Excerpt to read
Media Release
From: Flinders UniversityMillions of neurons in the gastrointestinal tract coordinate their activity to generate the muscle contractions that propel waste through the last leg of the digestive system, according to a study of isolated mouse colons published in JNeurosci. The newly identified neuronal firing pattern may represent an early feature preserved through the evolution of nervous systems.
The enteric nervous system (ENS) is known as the “second brain” or the brain in the gut because it can operate independently of the brain and spinal cord, the central nervous system (CNS).
It has also been called the “first brain” based on evidence suggesting that the ENS evolved before the CNS. Despite the known role of the ENS in generating motor activity in the colon, observing ENS neurons in action has been a challenge.

Study questions
**A)** In the media release on gut neurons, rewrite the part that opens with the words "The enteric nervous" and closes with "been a challenge.", substituting "large intestine" for "colon".
**B)** Continue the media release on neurons in the colon from the point at which it stops.

Data for review
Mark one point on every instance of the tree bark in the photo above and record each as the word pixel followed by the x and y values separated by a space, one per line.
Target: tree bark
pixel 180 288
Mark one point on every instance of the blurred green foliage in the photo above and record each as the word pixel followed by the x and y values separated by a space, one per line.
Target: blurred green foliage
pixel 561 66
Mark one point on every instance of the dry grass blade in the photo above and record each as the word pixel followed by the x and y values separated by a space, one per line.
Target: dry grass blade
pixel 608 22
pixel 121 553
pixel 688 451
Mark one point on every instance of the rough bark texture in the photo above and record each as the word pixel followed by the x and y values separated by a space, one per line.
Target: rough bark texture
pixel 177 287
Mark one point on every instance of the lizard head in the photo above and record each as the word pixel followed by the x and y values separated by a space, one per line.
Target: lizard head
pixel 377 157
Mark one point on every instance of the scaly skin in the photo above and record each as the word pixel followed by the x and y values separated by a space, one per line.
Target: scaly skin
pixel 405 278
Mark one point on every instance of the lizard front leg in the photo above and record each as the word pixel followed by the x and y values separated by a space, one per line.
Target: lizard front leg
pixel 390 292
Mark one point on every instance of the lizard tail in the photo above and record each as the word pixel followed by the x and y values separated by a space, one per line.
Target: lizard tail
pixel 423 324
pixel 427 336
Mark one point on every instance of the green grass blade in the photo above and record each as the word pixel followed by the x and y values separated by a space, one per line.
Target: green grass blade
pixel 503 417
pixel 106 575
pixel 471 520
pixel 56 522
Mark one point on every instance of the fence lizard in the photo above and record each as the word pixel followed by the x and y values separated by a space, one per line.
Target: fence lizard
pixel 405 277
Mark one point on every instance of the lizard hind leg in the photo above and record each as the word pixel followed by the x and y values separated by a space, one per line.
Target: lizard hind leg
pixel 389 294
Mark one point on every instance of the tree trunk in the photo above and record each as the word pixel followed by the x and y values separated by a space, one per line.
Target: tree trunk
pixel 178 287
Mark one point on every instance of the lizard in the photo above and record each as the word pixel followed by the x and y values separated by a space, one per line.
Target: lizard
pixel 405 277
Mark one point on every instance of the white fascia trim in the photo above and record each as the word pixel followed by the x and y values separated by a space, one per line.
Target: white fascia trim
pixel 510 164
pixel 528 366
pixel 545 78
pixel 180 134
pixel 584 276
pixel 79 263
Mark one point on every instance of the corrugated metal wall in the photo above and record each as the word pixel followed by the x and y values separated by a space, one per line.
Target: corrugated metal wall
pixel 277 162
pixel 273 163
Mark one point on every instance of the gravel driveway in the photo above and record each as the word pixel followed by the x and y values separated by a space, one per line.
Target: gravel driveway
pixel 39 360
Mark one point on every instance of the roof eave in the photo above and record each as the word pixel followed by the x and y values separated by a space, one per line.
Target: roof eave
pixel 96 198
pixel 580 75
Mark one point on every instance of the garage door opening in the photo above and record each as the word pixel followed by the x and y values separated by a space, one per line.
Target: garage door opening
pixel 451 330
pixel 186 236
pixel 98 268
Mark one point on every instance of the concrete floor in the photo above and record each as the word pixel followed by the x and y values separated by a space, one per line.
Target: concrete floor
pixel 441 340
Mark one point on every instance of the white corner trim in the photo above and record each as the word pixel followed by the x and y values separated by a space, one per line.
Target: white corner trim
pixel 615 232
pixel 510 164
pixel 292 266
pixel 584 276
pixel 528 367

Solved tasks
**A)**
The enteric nervous system (ENS) is known as the “second brain” or the brain in the gut because it can operate independently of the brain and spinal cord, the central nervous system (CNS).
It has also been called the “first brain” based on evidence suggesting that the ENS evolved before the CNS. Despite the known role of the ENS in generating motor activity in the large intestine, observing ENS neurons in action has been a challenge.

**B)**
Professor Nick Spencer and colleagues combined a new neuronal imaging technique with electrophysiology records of smooth muscle to reveal a rhythmic pattern of activity underlying so-called colonic migrating motor complexes. They demonstrate how this activity transports fecal pellets through the mouse colon.
"These findings identify a previously unknown pattern of neuronal activity in the peripheral nervous system," says Professor Spencer, from the Visceral Neurophysiology Laboratory at the College of Medicine and Public Health at Flinders University, South Australia.
The article, Identification of a rhythmic firing pattern in the enteric nervous system that generates rhythmic electrical activity in smooth muscle, has been published by the Society for Neuroscience.